- _Given request_:
Quote the listing below in full and exactly as written, but omit every picture.

- _Exercise materials_:
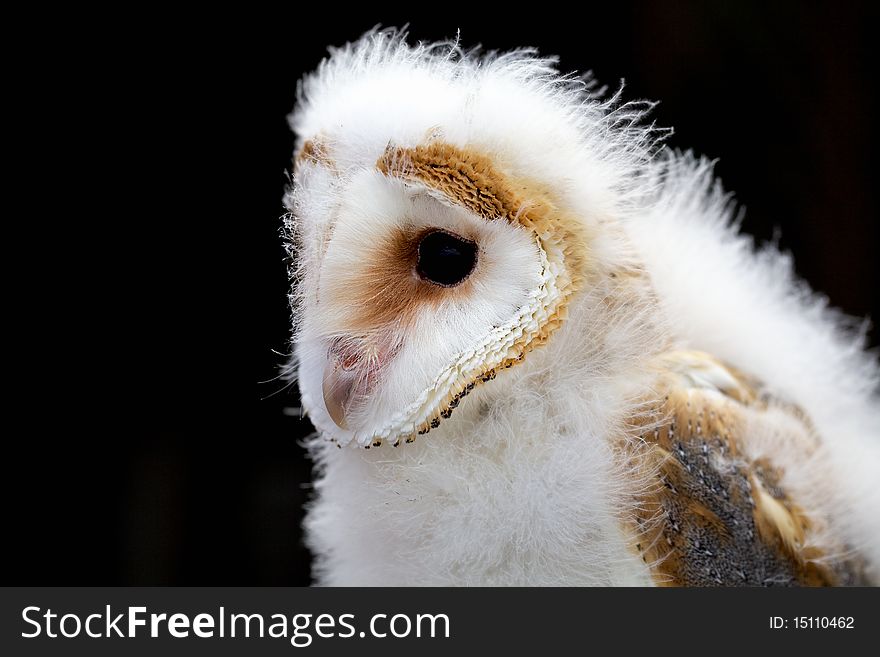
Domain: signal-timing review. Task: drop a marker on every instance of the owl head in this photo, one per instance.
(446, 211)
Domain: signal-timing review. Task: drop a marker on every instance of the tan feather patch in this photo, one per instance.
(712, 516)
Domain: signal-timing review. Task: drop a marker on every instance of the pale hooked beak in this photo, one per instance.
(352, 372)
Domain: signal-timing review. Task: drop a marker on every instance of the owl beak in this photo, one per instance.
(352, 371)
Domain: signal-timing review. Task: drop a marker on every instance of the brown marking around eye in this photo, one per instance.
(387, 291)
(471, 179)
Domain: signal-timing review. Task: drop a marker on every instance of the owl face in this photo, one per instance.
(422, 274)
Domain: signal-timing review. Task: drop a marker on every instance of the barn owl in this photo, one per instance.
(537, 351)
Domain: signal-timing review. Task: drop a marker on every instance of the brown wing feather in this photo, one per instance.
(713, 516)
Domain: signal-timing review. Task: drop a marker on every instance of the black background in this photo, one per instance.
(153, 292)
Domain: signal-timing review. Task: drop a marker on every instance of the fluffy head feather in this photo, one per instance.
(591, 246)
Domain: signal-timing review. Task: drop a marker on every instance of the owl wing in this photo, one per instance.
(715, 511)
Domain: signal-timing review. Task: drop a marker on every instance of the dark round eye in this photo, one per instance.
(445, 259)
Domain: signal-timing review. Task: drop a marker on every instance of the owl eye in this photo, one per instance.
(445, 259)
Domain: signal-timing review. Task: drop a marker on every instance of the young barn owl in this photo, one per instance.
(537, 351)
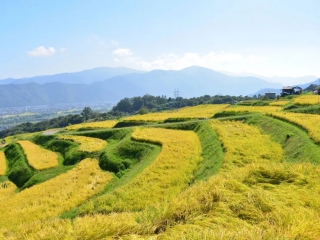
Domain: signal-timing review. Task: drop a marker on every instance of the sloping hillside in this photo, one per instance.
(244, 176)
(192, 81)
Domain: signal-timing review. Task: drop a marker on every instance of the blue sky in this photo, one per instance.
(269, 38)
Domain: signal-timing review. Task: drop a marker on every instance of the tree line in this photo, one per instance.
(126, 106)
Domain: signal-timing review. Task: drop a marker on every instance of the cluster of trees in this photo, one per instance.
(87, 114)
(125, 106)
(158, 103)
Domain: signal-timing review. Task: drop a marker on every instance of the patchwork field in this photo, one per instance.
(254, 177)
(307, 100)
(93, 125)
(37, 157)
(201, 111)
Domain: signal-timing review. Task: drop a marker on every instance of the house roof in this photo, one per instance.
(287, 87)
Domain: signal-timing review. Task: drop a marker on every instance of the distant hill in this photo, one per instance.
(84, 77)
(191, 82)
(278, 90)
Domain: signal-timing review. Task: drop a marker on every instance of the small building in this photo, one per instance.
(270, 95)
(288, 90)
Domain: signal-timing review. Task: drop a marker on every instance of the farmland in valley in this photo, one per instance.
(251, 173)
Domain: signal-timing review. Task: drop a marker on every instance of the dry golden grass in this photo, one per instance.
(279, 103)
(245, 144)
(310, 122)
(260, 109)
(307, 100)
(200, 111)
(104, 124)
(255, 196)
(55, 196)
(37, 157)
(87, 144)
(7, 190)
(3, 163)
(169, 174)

- _Answer in full_:
Domain: signal-timing review. Task: drop a marker on every instance of the owl head in this photo, one per instance.
(446, 211)
Domain: signal-timing review. Task: drop a marker on every instance of the tan feather patch in this photo, one per instance.
(712, 516)
Domain: signal-timing review. Task: drop a marker on every instance of the pale hooked beak in this photo, one per instance.
(352, 372)
Domain: signal-timing review. Task: drop a marker on every instance of the owl beak in this photo, one per instance.
(352, 371)
Domain: signal-timing review. Task: drop a marker on every instance of the brown marking around eye in this photo, one per instance.
(387, 291)
(471, 179)
Domain: signal-timing review. Task: drop a marker on every instance of the owl face in this photo, one per instance.
(422, 274)
Domain: signal-timing review. Task: drop a marker on every instance of the barn owl in this photo, one per instance.
(537, 351)
Domain: signal-timing review. Task: drop a marker on every instance of the brown wing feather in this photo, one per instance.
(713, 516)
Domain: signal-timing review. Task: drop a marker on every instance of the black background in this photo, one per instance.
(153, 292)
Domain: signal-timing review. Task: drop a marker on every instance of the fluffy head feather in this photo, one per instance.
(591, 246)
Domain: signal-timing review. Task: drop a marker on every instance of the owl wing in this photo, one per instance.
(715, 511)
Domain: signal-timing review. Task: drop a marker on every instance of the dark round eye in this photo, one per instance.
(445, 259)
Domain: signal-timing review. Task: drop a marker on every instance of the owl eye in this photo, one per instance.
(445, 259)
Domain: signal-timing review. Task: drop a marker on every instance of the young barn owl in this photo, one per instance.
(537, 351)
Domain: signal-timing review. Task: drop a marker on every instance of the sloping hillside in this photo, one per instance.
(244, 176)
(192, 81)
Domain: signal-timing review. Task: drop a marker on every instance of the blue sky in this photo, one per instance.
(269, 38)
Domain: signal-timing review. Task: drop a marker on every instance of the tree line in this photo, one per instance.
(126, 106)
Domain: signal-timing review. Task: drop a marker on every instance of the cluster of trees in this photo, one per instance.
(87, 114)
(125, 106)
(158, 103)
Domain: signal-timing review. Task: drop a marker on every instance of the patchwork field in this photo, one per instance.
(254, 177)
(307, 100)
(93, 125)
(37, 157)
(201, 111)
Domain: signal-timing review. Task: drop a marker on every instance of the house roof in this photo, one per instance.
(287, 87)
Domain: signal-timing review. Task: drop a marker on every instance of the distant hill in this photo, one per instance.
(84, 77)
(191, 82)
(278, 90)
Domain: signal-timing review. Task: drop a marker on every instance of the small building in this photo, one per instance.
(270, 95)
(288, 90)
Domain: signal-timing review. Task: drop a marker on every instance of the farmland in valley in this photo, one per instance.
(251, 173)
Domain: signal-timing review. Task: drop a marker on every instance of the dry golden grass in this photo, one per instance.
(279, 103)
(245, 144)
(310, 122)
(260, 109)
(307, 100)
(200, 111)
(104, 124)
(255, 196)
(55, 196)
(37, 157)
(87, 144)
(7, 190)
(3, 163)
(169, 174)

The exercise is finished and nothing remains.